Translate this sentence from the green bean recipe into Spanish: "Last year, I took a couple of canning classes with our local North Carolina Agricultural Extension Office."

> [Given text]

>> Begin

Southern Green Beans Recipe

| October 1, 2012 | 22 Comments

Southern Green Bean Recipe
Try our step-by-step, photo illustrated recipe for making delicious Southern Green Beans.  It’s just good old, basic Southern Cooking at it’s best, for a delicious side dish that compliments any meal.  Whether you’re using home canned beans, fresh, frozen or store bought in the can, it doesn’t get much easier than this to place another vegetable on your family table.


As a Southerner, I was surprised to learn there are over 130 varieties of “green beans.”  I guess that may speak something about my upbringing huh?  We had green beans on the table about every Sunday, and lots of other meals besides that.  Of course, mama cooked the “real” green beans at our house.  You know, the one’s like I’ve got pictured here.  Later on, we discovered those French Style Green Beans.  Those were the one’s where they took the time to cut the ends at an angle.  You know the one’s I’m talking about right?  They tasted just like our regular green beans but it made you think about far away places yet unseen when you saw those fancy French cut beans in a bowl.  Who knew cutting the ends of the green bean at an angle could cause such a difference?

Actually, truth be told (and I’m always about being truthful) we just called them “string beans” at our house.  I’ve since learned that some folks also refer to them as “snap beans” or even “squeaky beans.”  It’s said they call them squeaky beans because of the sound they make on your teeth as you chew them.  But, enough of the educational part of our recipe.

Last year, I took a couple of canning classes with our local North Carolina Agricultural Extension Office.  These places are a great source of information and when you run into problems with growing vegetables, or preparing and cooking vegetables, you just pick up the phone and give them a call.  They’re there to help you.  I highly recommend you search out the office nearest you.  They’re every where it seems.

In one of the classes, we prepared and canned green beans.  Each participant brought in fresh, washed and cut beans, that we packed into jars and placed inside a pressure canner for processing.  I think the class was about $8.00 and they provided the jars, lids, bands and even a very nice book on canning lots of other things.  It was well worth the investment and a fun way to get to know some other folks, many of which were just learning how to can home goods for their families.  Search them out, you want regret it.

>> End

> [Listed entries]
>> Begin

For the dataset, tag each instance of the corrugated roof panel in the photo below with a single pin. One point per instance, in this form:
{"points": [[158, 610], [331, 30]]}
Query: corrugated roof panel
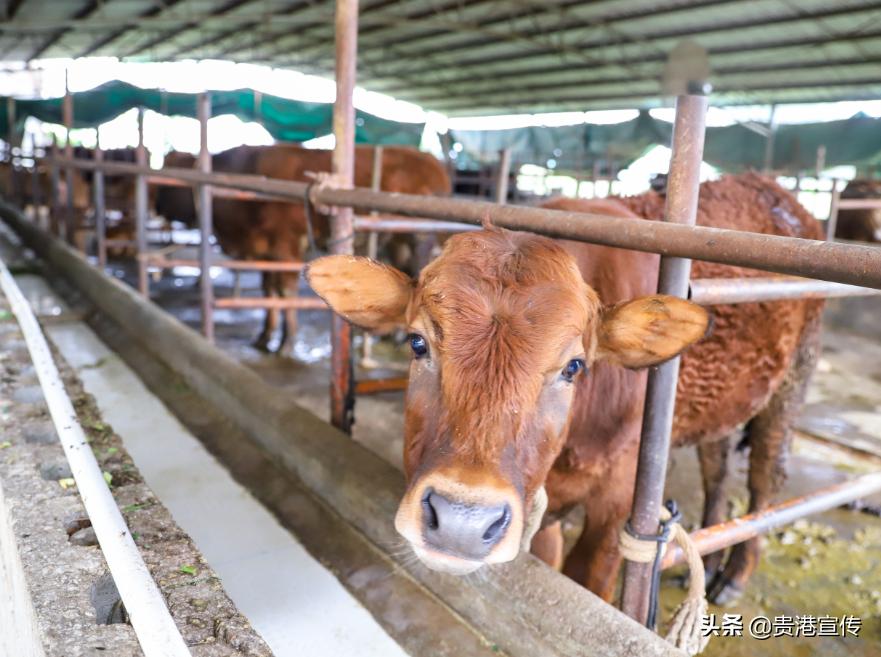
{"points": [[480, 56]]}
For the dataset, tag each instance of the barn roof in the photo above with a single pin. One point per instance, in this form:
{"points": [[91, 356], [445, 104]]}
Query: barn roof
{"points": [[491, 56]]}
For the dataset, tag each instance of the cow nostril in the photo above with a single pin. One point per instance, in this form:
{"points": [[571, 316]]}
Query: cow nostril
{"points": [[431, 521], [496, 530]]}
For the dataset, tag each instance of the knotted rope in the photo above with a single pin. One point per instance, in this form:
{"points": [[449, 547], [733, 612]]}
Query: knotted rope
{"points": [[686, 625]]}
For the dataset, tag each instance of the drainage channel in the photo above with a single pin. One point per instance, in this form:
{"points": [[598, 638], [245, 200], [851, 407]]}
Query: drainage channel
{"points": [[294, 602]]}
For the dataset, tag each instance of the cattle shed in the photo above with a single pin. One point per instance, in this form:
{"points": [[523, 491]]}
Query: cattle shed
{"points": [[238, 508]]}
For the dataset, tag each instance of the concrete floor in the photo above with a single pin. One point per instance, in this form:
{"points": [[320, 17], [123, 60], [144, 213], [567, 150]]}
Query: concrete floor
{"points": [[296, 604]]}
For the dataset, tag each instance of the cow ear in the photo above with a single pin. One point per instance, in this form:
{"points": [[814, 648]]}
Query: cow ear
{"points": [[367, 293], [649, 330]]}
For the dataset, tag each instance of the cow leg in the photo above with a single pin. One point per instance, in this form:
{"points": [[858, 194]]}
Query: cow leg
{"points": [[288, 285], [547, 545], [595, 559], [769, 434], [714, 468], [270, 320]]}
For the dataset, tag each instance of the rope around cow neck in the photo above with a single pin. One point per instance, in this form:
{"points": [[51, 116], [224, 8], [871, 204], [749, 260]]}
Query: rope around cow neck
{"points": [[686, 625]]}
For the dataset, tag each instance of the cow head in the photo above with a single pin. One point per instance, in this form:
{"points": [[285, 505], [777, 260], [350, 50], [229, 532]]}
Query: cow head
{"points": [[501, 327]]}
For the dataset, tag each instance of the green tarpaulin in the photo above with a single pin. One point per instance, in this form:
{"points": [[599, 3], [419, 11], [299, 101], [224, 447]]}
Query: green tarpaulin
{"points": [[855, 141], [284, 119]]}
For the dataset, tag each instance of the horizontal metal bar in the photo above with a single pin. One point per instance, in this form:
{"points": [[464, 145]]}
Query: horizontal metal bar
{"points": [[374, 386], [832, 261], [859, 204], [217, 192], [398, 225], [718, 537], [155, 259], [272, 303], [717, 291]]}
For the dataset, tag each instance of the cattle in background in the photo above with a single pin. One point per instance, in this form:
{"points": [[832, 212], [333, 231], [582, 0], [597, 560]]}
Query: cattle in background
{"points": [[269, 230], [862, 225], [528, 382]]}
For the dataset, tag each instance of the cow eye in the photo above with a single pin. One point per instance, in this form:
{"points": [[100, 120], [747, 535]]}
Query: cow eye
{"points": [[572, 368], [418, 345]]}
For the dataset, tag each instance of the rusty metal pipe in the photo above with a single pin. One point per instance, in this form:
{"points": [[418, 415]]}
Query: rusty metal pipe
{"points": [[718, 537], [374, 386], [717, 291], [399, 225], [141, 212], [98, 205], [158, 260], [273, 303], [843, 263], [859, 204], [342, 231], [654, 448], [206, 286]]}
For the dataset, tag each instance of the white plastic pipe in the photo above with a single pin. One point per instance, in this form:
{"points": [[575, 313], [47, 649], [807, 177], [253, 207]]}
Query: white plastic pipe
{"points": [[149, 615]]}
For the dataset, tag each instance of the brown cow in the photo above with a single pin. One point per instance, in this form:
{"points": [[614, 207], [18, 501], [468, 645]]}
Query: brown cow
{"points": [[528, 378], [266, 230], [862, 225]]}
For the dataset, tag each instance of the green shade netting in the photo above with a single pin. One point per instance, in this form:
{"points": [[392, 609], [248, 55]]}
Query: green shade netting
{"points": [[855, 141], [284, 119]]}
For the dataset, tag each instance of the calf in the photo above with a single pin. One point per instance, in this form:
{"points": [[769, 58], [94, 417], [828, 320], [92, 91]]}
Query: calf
{"points": [[528, 380], [271, 230]]}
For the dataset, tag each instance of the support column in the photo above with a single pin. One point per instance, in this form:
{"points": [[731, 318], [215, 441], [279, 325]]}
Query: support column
{"points": [[98, 205], [372, 250], [206, 287], [504, 173], [67, 225], [141, 210], [341, 226], [683, 187], [35, 181], [15, 193]]}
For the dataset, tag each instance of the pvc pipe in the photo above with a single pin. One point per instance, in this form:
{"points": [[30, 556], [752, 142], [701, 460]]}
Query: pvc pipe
{"points": [[149, 615]]}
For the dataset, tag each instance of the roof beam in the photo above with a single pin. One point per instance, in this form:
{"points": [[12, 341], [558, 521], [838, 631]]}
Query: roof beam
{"points": [[225, 8], [861, 88], [741, 23], [110, 38], [428, 96], [83, 13]]}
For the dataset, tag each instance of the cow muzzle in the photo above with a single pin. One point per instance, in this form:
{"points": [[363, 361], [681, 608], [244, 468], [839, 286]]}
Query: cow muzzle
{"points": [[457, 527]]}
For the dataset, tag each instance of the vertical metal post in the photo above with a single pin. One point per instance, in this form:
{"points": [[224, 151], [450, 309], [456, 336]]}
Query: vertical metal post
{"points": [[98, 204], [206, 287], [68, 227], [769, 140], [35, 180], [15, 193], [54, 183], [141, 211], [683, 187], [372, 249], [503, 174], [341, 225], [832, 221]]}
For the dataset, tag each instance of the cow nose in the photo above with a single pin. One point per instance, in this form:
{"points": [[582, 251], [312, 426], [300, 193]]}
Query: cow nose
{"points": [[468, 531]]}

>> End

> [Output of the task] El año pasado tomé un par de clases de elaboración de conservas con nuestra oficina local de Extensión Agrícola de Carolina del Norte.